-- start of Source document --

Company law

The transfer of capital contributions in a limited liability company and its particularities

La cession des parts sociales dans une Sàrl et ses particularités. Droit des sociétés a Lausanne
Introduction


According to data from the Swiss Federal Statistical Office, Switzerland had a total of 129,451 limited liability companies, compared with just 122,235 public limited companies (August 24, 2023). In other words, the number of limited liability companies has exceeded the number of public limited companies.


It is therefore important for both lawyers and professionals to be also familiar with the particularities of selling and transferring capital contributions in a limited liability company (Sàrl) as opposed to a public limited company (SA).


The capital of a limited liability company with a minimum amount of CHF 20,000 is divided into so-called capital contributions with a par value greater than zero. Unlike shares in a public limited company, capital contributions in a limited liability company are not anonymous, since their holders, known as members, are entered in the commercial register as such.


In order to validly transfer capital contributions in a limited liability company, the following requirements must be met:


1.         Capital contributions transfer agreement;

2.         Approval by the members’ general meeting;

3.         Entry in the commercial register;

4.         Entry in the limited liability company’s register of contributions


Capital contributions transfer agreement


The conclusion of a capital contributions transfer agreement between buyer and seller is a basic requirement for the transfer of capital contributions in a limited liability company. Art. 785 para. 1 of the Swiss Code of Obligations (CO) stipulates that the capital contributions transfer agreement must be in writing.

-- end of Source document --
-- start of Data section --

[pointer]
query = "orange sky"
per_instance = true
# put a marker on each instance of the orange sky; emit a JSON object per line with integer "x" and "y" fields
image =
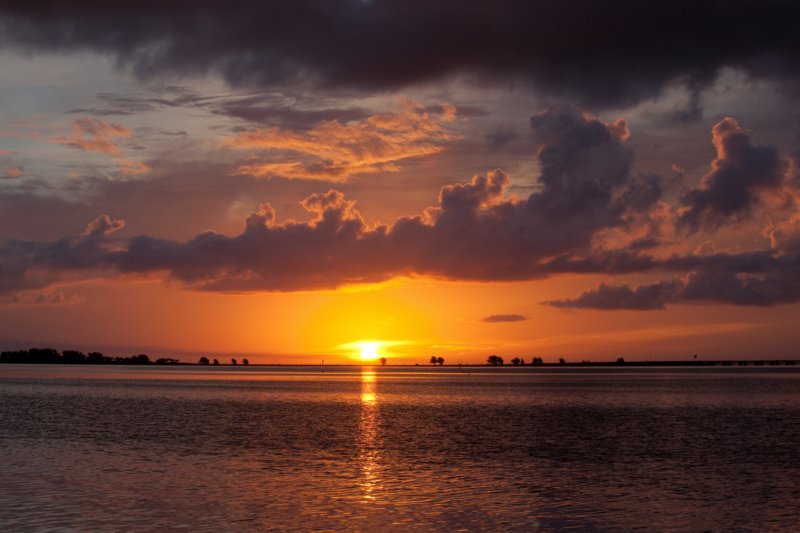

-- end of Data section --

*Tasks*.
1) Say whether each statement agrees with the company law article, answering yes or no and quoting the deciding words: (a) A limited liability company must have capital of at least CHF 20,000. (b) The holders of capital contributions in a limited liability company remain anonymous. (c) A capital contributions transfer agreement may be made orally.
2) Write out the company law article from "According to data" up to and including "public limited companies.".
3) Continue the company law article on transferring capital contributions in a limited liability company, starting after its last sentence.
The entries stand apart from the company law article and are separate material.

*Answers in order*.
1)
(a) Yes: "The capital of a limited liability company with a minimum amount of CHF 20,000 is divided into so-called capital contributions with a par value greater than zero."
(b) No: "capital contributions in a limited liability company are not anonymous, since their holders, known as members, are entered in the commercial register as such."
(c) No: "Art. 785 para. 1 of the Swiss Code of Obligations (CO) stipulates that the capital contributions transfer agreement must be in writing."

2)
According to data from the Swiss Federal Statistical Office, Switzerland had a total of 129,451 limited liability companies, compared with just 122,235 public limited companies (August 24, 2023). In other words, the number of limited liability companies has exceeded the number of public limited companies.

3)
In order to be valid, the capital contributions transfer agreement must specify at least the number and nominal value of the shares transferred and, in accordance with art. 777a para. 2 CO in conjunction with art. 785 para. 2 CO, the following specific rights and obligations, insofar as these are provided for in the articles of association:


– The obligation to make additional payments;

– The obligation to provide ancillary services;

– Prohibition of competition between members of the limited liability company;

– Pre-emptive and emption rights of members of the limited liability company or the company itself;

– Contractual penalties.


As far as the purchase price is concerned, the parties to the agreement are well advised not to mention it in the capital contributions transfer agreement, but instead to include a clause stipulating that the parties settle the purchase price and payment terms in a separate document.


The reason for this is the publicity function of the commercial register, and therefore the fact that third parties may have access to the supporting documents for any entry in the register. It is therefore preferable not to make publicly available the amount paid for the transfer of the capital contributions.


Therefore, as indicated above, it is better to regulate all the terms and conditions of the transfer of the capital contributions, as well as the purchase price, in a separate agreement.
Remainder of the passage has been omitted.